▸ **Data to process**
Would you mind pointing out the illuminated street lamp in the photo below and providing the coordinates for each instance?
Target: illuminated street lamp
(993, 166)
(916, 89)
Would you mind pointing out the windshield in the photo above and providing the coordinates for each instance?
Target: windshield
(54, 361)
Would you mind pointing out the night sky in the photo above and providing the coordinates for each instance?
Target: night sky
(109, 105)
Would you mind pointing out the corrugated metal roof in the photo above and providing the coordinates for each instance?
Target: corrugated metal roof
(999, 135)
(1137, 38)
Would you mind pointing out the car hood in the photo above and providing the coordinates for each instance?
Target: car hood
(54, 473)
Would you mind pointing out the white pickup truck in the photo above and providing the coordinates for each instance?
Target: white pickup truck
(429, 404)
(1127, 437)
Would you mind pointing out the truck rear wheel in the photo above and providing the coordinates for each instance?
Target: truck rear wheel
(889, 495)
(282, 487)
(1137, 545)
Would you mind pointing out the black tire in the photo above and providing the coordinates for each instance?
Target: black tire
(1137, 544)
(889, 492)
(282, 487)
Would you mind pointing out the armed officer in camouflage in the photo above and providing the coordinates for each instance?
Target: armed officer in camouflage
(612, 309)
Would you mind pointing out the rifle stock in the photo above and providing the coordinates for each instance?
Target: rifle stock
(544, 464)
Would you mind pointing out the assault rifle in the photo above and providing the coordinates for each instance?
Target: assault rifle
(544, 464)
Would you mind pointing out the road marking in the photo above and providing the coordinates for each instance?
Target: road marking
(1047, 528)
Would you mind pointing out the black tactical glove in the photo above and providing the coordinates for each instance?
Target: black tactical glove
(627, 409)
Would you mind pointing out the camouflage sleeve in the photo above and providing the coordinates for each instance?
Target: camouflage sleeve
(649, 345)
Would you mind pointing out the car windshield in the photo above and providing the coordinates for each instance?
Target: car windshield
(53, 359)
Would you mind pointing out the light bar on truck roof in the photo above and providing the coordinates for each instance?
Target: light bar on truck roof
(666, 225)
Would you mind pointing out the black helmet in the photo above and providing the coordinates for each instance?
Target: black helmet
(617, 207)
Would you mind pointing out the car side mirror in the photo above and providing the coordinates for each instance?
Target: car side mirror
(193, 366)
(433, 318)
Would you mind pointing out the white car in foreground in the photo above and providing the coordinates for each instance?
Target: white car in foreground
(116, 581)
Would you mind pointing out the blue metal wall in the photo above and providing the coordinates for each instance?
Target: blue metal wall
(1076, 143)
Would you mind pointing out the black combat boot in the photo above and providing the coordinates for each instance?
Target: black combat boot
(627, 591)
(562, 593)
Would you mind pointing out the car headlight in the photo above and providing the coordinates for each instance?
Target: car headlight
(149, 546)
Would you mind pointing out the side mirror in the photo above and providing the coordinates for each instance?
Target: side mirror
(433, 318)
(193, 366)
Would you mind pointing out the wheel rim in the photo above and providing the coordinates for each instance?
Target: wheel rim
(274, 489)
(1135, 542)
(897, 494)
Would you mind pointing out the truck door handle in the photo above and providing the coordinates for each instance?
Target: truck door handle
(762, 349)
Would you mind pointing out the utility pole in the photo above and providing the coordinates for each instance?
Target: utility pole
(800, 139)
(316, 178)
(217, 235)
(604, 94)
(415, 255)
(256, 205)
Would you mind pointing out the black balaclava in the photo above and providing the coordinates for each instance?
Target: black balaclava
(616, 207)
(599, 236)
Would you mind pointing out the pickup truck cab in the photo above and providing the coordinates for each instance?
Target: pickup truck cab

▸ **Requirement**
Make an exact copy of every entry.

▸ **Answer to this problem**
Would you mind pointing out the illuminated street lamp in the photo below and providing the coordinates for each instance?
Target: illuminated street lamp
(993, 166)
(916, 89)
Would you mind pointing out the windshield in the photo above and providing the coordinates for each instance?
Target: windshield
(54, 361)
Would you mind pointing out the night sky in the photo above and providing the coordinates for each instance?
Target: night sky
(109, 105)
Would you mind pointing out the corrugated metal roof in the photo above and providing the coordinates for each instance?
Target: corrugated metal roof
(999, 135)
(1137, 38)
Would you mind pointing out the car hood in the photo above and providing the coordinates for each instance?
Target: car hood
(54, 473)
Would you mind pointing out the white pickup truck in the photo above and providing the coordinates for each instance?
Target: white pickup truck
(429, 404)
(1127, 437)
Would you mind pointing out the truck rear wheel in the photo above and providing the coordinates for each instance?
Target: truck rear wheel
(889, 495)
(282, 487)
(1137, 545)
Would you mind pointing out the black tire in the photo above and providing the coordinates for each instance?
Target: black tire
(1137, 544)
(889, 492)
(282, 487)
Would you mind pointing out the armed officer in camouflage in the photo above and providing the coordinates for each instance?
Target: armed officer in camouflage
(612, 309)
Would you mind pointing out the rifle stock in the photo above and providing the coordinates for each instance?
Target: rifle stock
(544, 464)
Would you mind pointing out the assault rifle in the photo above and providing the coordinates for each instance?
Target: assault rifle
(544, 464)
Would you mind pointing out the road marking in the photo above and providing the coordinates for each instance?
Target: road marking
(1047, 528)
Would you mind pointing out the black tactical glove in the photo above and providing the coordinates for each instance?
Target: black tactical glove
(627, 409)
Would you mind pointing out the camouflage sleeve in the photo above and providing the coordinates for each instance?
Target: camouflage sleeve
(649, 345)
Would you mind pointing out the car windshield in the photo above and providing the coordinates for each instance?
Target: car windshield
(53, 359)
Would you mind pointing out the light bar on truck roof in the photo above and providing the coordinates for each instance?
Target: light bar on truck roof
(666, 225)
Would you mind pointing out the black helmet in the photo above and providing the coordinates for each instance?
Target: black helmet
(617, 207)
Would you mind pointing out the car side mirror in the photo above and providing the coordinates for each instance?
Target: car side mirror
(193, 366)
(433, 318)
Would you mind pointing out the white car in foreground in the photo above and providing the coordinates for each instance?
Target: white car in foreground
(116, 581)
Would you mind pointing out the blue metal wall in the photo above and providing the coordinates for each instance?
Target: blue metal wall
(1076, 143)
Would you mind pointing out the black combat boot in the photo above and providing the coordinates for each instance?
Target: black combat boot
(627, 591)
(562, 593)
Would you mind pointing out the car headlight in the photo above and providing the coordinates for each instance?
Target: car headlight
(149, 546)
Would you mind pointing out the side mirror in the photo above and providing the coordinates for each instance?
Target: side mirror
(433, 318)
(193, 366)
Would you mind pointing out the wheel rim in the photo above and providing the coordinates for each instance?
Target: wheel rim
(274, 489)
(1135, 542)
(897, 494)
Would you mind pointing out the truck door handle in the photo above and providing the coordinates for each instance?
Target: truck door handle
(762, 349)
Would you mind pointing out the utility pole in the photo above and providing the coordinates for each instance?
Target: utility pole
(800, 139)
(316, 178)
(217, 235)
(604, 94)
(415, 255)
(256, 205)
Would you mind pointing out the black balaclava in the photo above and providing the coordinates for each instance?
Target: black balaclava
(616, 207)
(599, 236)
Would you mind pointing out the pickup truck cab in the photo above and providing the coordinates for each instance?
Target: pickup truck cab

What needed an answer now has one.